SUPPLIED TEXT Block Start

Segmentation Outperforms Classification to Enumerate Glomeruli in Whole Slide Renal Biopsy Images Using Deep Learning

Session Information

Category: Pathology and Lab Medicine

  • 1502 Pathology and Lab Medicine: Clinical

Authors

  • Street, Jonathan, NIDDK/NIH, Bethesda, Maryland, United States
  • Chari, Rohit R., NIDDK/NIH, Bethesda, Maryland, United States
  • Bellomo, Tiffany Rose, NIDDK/NIH, Bethesda, Maryland, United States
  • Hewitt, Stephen M., NCI/NIH, Bethesda, Maryland, United States
  • Yuen, Peter S.T., NIDDK/NIH, Bethesda, Maryland, United States
  • Star, Robert A., NIDDK/NIH, Bethesda, Maryland, United States
Background

Accurate detection and counting of glomeruli in renal biopsies is used to assess biopsy adequacy, and for diagnosis (for example, the percentage of sclerotic glomeruli). Rosenberg et al. recently showed that standard, manual histopathology methods can under-count glomeruli by ~50% compared to more labor-intensive annotation methods. Deep learning has significantly advanced image analysis with previously impractical technologies, such as facial recognition, now possible. We have applied these advances to classification and segmentation of glomeruli. Classification separates small, overlapping image tiles into two classes [glomerulus vs. no glomerulus]. Segmentation separates individual pixels in an image into two classes [inside glomerulus vs outside glomerulus]. Segmentation is similar to masking or finding the border of a glomerulus.

Methods

Fifteen biopsy H&E stained sections were digitized with whole slide scanners (Aperio and Hamamatsu) for training and validation of the model. The outline of each glomerulus was annotated by two people using a custom application we developed. A network with 3 convolutional layers was used for classification and a 7 layer U-Net structure used for the harder problem of segmentation.

SUPPLIED TEXT Block End

TASKS TO COMPLETE
a - Reproduce word for word the passage of the renal biopsy abstract that begins at the words "Accurate detection and" and stops after "of a glomerulus.".
b - Write the next part of the renal biopsy abstract, picking up right after its final sentence.
The rows below can be left aside.

INFORMATION SHOWN Block Start

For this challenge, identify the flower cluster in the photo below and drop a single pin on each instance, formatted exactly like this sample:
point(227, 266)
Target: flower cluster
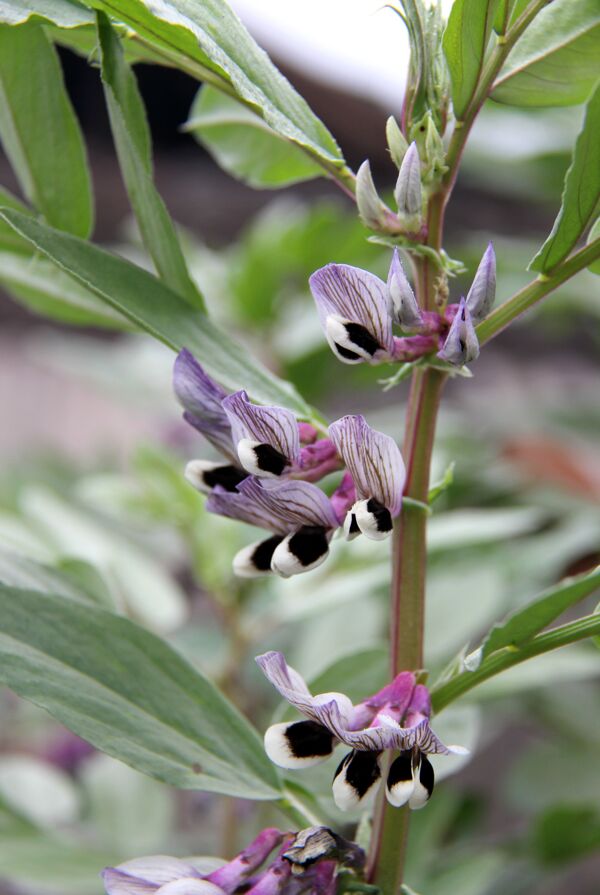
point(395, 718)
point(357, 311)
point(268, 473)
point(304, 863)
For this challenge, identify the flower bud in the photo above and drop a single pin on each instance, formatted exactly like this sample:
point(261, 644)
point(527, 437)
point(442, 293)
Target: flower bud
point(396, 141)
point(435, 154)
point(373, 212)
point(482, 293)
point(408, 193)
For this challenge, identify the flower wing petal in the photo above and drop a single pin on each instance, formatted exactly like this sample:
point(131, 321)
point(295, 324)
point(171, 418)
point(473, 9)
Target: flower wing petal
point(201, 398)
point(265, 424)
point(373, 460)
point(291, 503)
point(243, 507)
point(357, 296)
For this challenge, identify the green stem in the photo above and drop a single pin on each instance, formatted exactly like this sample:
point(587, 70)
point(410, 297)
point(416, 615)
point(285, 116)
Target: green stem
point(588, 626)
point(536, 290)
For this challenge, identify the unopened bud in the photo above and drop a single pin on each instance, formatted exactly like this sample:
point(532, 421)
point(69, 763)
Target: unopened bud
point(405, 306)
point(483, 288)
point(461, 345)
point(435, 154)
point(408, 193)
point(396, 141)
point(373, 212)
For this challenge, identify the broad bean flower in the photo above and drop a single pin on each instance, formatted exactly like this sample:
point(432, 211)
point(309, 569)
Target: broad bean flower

INFORMATION SHOWN Block End
INFORMATION SHOWN Block Start

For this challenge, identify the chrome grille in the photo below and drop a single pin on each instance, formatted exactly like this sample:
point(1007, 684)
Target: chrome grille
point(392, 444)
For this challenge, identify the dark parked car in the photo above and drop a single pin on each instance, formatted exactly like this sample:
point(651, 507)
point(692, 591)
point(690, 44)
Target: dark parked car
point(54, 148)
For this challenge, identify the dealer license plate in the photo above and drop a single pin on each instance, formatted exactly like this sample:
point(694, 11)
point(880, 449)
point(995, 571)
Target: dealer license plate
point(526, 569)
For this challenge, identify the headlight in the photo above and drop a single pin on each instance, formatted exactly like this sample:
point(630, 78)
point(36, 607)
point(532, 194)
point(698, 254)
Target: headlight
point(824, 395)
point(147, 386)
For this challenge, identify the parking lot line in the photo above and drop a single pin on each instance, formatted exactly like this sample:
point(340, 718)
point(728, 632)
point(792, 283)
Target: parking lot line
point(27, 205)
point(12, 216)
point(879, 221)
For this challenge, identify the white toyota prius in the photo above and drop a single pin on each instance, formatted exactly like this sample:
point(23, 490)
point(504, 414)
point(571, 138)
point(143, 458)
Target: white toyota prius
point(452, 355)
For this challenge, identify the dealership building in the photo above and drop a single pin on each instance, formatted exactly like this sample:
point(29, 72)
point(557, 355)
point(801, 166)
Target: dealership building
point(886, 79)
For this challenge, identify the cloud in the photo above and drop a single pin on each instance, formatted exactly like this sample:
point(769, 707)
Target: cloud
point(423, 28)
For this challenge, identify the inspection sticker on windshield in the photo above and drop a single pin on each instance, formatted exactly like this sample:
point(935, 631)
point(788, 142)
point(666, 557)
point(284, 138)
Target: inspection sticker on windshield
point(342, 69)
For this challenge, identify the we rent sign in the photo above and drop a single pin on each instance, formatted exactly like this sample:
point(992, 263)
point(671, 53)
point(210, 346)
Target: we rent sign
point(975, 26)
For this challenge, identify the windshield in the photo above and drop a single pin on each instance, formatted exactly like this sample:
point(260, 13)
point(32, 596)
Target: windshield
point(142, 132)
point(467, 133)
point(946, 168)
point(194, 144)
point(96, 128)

INFORMATION SHOWN Block End

SOLVED TASKS
a -
Accurate detection and counting of glomeruli in renal biopsies is used to assess biopsy adequacy, and for diagnosis (for example, the percentage of sclerotic glomeruli). Rosenberg et al. recently showed that standard, manual histopathology methods can under-count glomeruli by ~50% compared to more labor-intensive annotation methods. Deep learning has significantly advanced image analysis with previously impractical technologies, such as facial recognition, now possible. We have applied these advances to classification and segmentation of glomeruli. Classification separates small, overlapping image tiles into two classes [glomerulus vs. no glomerulus]. Segmentation separates individual pixels in an image into two classes [inside glomerulus vs outside glomerulus]. Segmentation is similar to masking or finding the border of a glomerulus.

b -
Results

The number of glomeruli per biopsy ranged from 1 to 72. Human annotators showed good agreement in the number and area of glomeruli (R2 = 0.75 and 0.66, respectively). Classification reached an overall machine-human accuracy in cross-validation of 94% on a dataset with an equal number of positive and negative examples. However, classification on full biopsies (with more negative than positive areas) had a low precision (45%) with an overall F1 score (harmonic mean of precision and recall) of 51%. In contrast to classification, segmentation applied to entire biopsies identified glomeruli with zero false positives and an overall F1 score of 99%. Neither model’s performance was altered by changes in stain intensity or the scanner used for imaging.

Conclusion

Glomeruli can be detected with high accuracy in renal biopsies using deep learning techniques; image segmentation worked better than image classification. These computational models can be leveraged to improve and automate enumeration of glomeruli, and can be adapted for classification of glomerular morphology.